◆ **Source passage**
---------------

Until the market for wireless communication has experienced an extended "shake-out" period it is unlikely that a clear winner or group of winners will become apparent. Any portable unit which is capable of interacting with more than one service provider or radio infrastructure would obviously have advantages over a portable unit which is capable of accessing only a single service provider. Still better would be a portable unit which could be reprogrammed to interact with a variety of different service providers. Previous attempts to provide such multi modal units have produced a variety of interesting, but less than ideal, product and method concepts.

Among the known multi-modal proposals is a portable telephone, disclosed in U.S. Pat. No. 5,127,042 to Gillig et al., which is adapted to operate with either a conventional cordless base station or cellular base station. U.S. Pat. No. 5,179,360 to Suzuki discloses a cellular telephone which is capable of switching between either an analog mode of operation or a digital mode of operation. Yet another approach is disclosed in U.S. Pat. No. 4,985,904 to Ogawara directed to an improved method and apparatus for switching from a failed main radio communication system to a backup communication system. Still another proposal is disclosed in U.S. Pat. No. 5,122,795 directed to a paging receiver which is capable of scanning the frequencies of a plurality of radio common carriers to detect the broadcast of a paging message over one of the carriers serving a given geographic region. In U.S. Pat. No. 5,239,701 to Ishii there is disclosed a radio receiver which is responsive to an RF signal containing a plurality of channel frequencies, each having broadcast information, and a circuit for producing a wide band version of the received RF signal and a circuit for producing a narrow band version of the received RF signal.

---------------

◆ **Request A**
Transcribe the source passage above from "Until the market" to "and method concepts.".
◆ **Request B**
List every U.S. patent number cited in the source passage above.

◆ **Provided material**
---------------

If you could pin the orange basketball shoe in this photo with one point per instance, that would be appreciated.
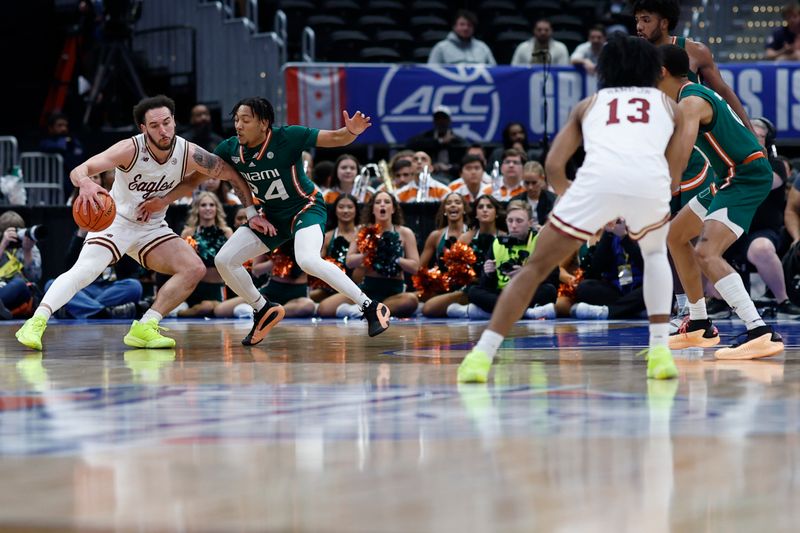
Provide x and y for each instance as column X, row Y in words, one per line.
column 760, row 342
column 694, row 334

---------------

◆ **Finished answer A**
Until the market for wireless communication has experienced an extended "shake-out" period it is unlikely that a clear winner or group of winners will become apparent. Any portable unit which is capable of interacting with more than one service provider or radio infrastructure would obviously have advantages over a portable unit which is capable of accessing only a single service provider. Still better would be a portable unit which could be reprogrammed to interact with a variety of different service providers. Previous attempts to provide such multi modal units have produced a variety of interesting, but less than ideal, product and method concepts.

◆ **Finished answer B**
5,127,042
5,179,360
4,985,904
5,122,795
5,239,701